* [STATED PROBLEM 1] Transcribe the post on verb syntax, beginning at the words "Omzinesý wrote: 28" and stopping after "verb 'to provide'.".
* [STATED PROBLEM 2] In the post on verb syntax, how are "provide" and "give" both classified?

* [TEXT SEGMENT]
────────────────────

Omzinesý wrote: 28 Nov 2021 11:19 Different verbs in languages use different syntax constructions. I think some syntax book I read in the beginning of my studies said that in secundative construction verb 'to give' works like verb 'to provide'.
"We aim to provide the local community with more green spaces."
Being a non-native user of English, I then had to check how "to provide" works in syntax :D
That's because "provide" and "give" are both considered "verbs of caused possession" and "take" is a "verb of caused dispossession". I remember reading an article about classifying verbs like "give" or "take" in this way. So I guess one can think of "give" as the causative of "have" and "take" as the causative of "lack"

That does make me wonder how indirect object languages handle prototypical causative, or perhaps such causatives are identical syntactically between indirect and secundative languages.

────────────────────

* [INFORMATION SHOWN]
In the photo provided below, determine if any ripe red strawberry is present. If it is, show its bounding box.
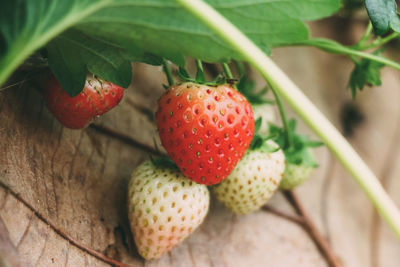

────────────────────

* [WRITTEN ANSWER 1]
Omzinesý wrote: 28 Nov 2021 11:19 Different verbs in languages use different syntax constructions. I think some syntax book I read in the beginning of my studies said that in secundative construction verb 'to give' works like verb 'to provide'.

* [WRITTEN ANSWER 2] As verbs of caused possession.